A full, exact copy of the records below is the required answer.

Items from a dataset:
=== Begin Enclosure ===

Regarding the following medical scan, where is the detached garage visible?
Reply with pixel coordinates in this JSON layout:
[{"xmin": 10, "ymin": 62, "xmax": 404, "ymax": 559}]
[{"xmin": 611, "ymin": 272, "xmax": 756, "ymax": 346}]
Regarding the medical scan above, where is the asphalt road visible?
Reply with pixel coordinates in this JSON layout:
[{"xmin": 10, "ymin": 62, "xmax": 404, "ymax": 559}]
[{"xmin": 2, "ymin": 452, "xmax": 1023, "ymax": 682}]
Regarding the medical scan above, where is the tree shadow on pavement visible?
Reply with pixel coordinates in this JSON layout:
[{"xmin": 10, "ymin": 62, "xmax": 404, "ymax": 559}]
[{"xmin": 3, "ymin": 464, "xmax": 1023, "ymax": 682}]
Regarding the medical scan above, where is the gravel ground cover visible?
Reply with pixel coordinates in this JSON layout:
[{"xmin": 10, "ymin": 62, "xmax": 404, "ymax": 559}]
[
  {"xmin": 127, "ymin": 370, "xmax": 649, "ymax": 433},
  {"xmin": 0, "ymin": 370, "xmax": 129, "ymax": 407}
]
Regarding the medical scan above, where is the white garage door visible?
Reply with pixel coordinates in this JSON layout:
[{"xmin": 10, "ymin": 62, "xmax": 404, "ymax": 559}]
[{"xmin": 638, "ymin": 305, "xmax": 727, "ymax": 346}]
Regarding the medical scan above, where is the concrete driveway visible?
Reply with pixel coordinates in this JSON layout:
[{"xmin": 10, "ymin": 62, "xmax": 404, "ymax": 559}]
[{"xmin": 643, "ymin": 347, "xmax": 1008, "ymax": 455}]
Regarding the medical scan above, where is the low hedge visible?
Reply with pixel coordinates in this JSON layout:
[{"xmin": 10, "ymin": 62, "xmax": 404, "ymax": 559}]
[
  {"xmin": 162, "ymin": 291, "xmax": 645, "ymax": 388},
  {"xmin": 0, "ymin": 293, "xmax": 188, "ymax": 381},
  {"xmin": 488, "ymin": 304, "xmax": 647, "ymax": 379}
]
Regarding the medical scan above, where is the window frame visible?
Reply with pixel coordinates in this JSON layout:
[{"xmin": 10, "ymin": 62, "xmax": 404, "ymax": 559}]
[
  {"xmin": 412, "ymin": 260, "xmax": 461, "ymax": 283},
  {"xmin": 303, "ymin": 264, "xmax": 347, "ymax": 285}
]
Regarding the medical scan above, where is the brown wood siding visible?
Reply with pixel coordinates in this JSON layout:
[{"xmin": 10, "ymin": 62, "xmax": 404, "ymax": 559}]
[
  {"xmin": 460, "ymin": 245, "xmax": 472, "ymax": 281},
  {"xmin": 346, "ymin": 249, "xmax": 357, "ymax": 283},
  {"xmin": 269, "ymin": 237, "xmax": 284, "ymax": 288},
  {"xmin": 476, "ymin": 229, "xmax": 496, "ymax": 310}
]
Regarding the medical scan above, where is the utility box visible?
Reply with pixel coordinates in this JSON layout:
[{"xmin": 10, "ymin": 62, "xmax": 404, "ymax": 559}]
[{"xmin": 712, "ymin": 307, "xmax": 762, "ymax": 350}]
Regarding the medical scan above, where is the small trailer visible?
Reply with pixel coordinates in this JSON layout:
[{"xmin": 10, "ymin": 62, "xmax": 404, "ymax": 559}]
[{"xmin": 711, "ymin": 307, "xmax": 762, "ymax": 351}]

=== End Enclosure ===

- SOLUTION TO THIS EXERCISE:
Regarding the following medical scan, where is the detached garage visible?
Reply with pixel coordinates in this JSON layout:
[{"xmin": 10, "ymin": 62, "xmax": 404, "ymax": 559}]
[{"xmin": 611, "ymin": 272, "xmax": 756, "ymax": 346}]
Regarding the medical scan above, where is the asphalt road visible?
Reply with pixel coordinates in this JSON layout:
[{"xmin": 10, "ymin": 62, "xmax": 404, "ymax": 559}]
[{"xmin": 2, "ymin": 452, "xmax": 1023, "ymax": 682}]
Regarding the medical scan above, where is the tree shadow on pavement visible?
Reply with pixel coordinates in this JSON layout:
[{"xmin": 10, "ymin": 62, "xmax": 404, "ymax": 559}]
[{"xmin": 3, "ymin": 464, "xmax": 1023, "ymax": 682}]
Regarding the medical scan above, where is the gravel ground cover visible?
Reply with pixel coordinates in this JSON layout:
[{"xmin": 10, "ymin": 62, "xmax": 404, "ymax": 559}]
[
  {"xmin": 127, "ymin": 370, "xmax": 649, "ymax": 433},
  {"xmin": 0, "ymin": 370, "xmax": 129, "ymax": 407}
]
Regarding the medical scan above, where is the white garage door visible?
Reply with pixel coordinates in this JSON layout:
[{"xmin": 10, "ymin": 62, "xmax": 404, "ymax": 559}]
[{"xmin": 638, "ymin": 305, "xmax": 727, "ymax": 346}]
Regarding the medical scan above, where is the concrete driveway visible?
Reply with pixel coordinates in this JSON layout:
[{"xmin": 10, "ymin": 62, "xmax": 404, "ymax": 559}]
[{"xmin": 643, "ymin": 347, "xmax": 1008, "ymax": 455}]
Regarding the medical scan above, where is the low hedge visible?
Reply with pixel coordinates in this JSON layout:
[{"xmin": 10, "ymin": 62, "xmax": 404, "ymax": 559}]
[
  {"xmin": 162, "ymin": 291, "xmax": 645, "ymax": 388},
  {"xmin": 0, "ymin": 293, "xmax": 188, "ymax": 381},
  {"xmin": 488, "ymin": 304, "xmax": 647, "ymax": 379}
]
Regarding the medical scan above, where is the window frame visible?
Reply with pixel coordinates in this JSON layout:
[{"xmin": 10, "ymin": 62, "xmax": 404, "ymax": 559}]
[
  {"xmin": 412, "ymin": 260, "xmax": 461, "ymax": 283},
  {"xmin": 303, "ymin": 264, "xmax": 347, "ymax": 285}
]
Regarding the medical scan above, where is the brown wood siding visible?
Reply with pixel coordinates in this JSON layout:
[{"xmin": 10, "ymin": 62, "xmax": 404, "ymax": 559}]
[
  {"xmin": 460, "ymin": 245, "xmax": 472, "ymax": 281},
  {"xmin": 346, "ymin": 249, "xmax": 357, "ymax": 283},
  {"xmin": 269, "ymin": 237, "xmax": 284, "ymax": 288},
  {"xmin": 476, "ymin": 229, "xmax": 496, "ymax": 310}
]
Regarding the medical scan above, where is the utility box visible?
Reply with pixel coordinates in this JSON layout:
[{"xmin": 10, "ymin": 62, "xmax": 404, "ymax": 559}]
[{"xmin": 712, "ymin": 307, "xmax": 762, "ymax": 350}]
Regarding the medical scan above, where is the small trailer visible?
Reply with pixel coordinates in this JSON layout:
[{"xmin": 10, "ymin": 62, "xmax": 404, "ymax": 559}]
[{"xmin": 711, "ymin": 307, "xmax": 762, "ymax": 351}]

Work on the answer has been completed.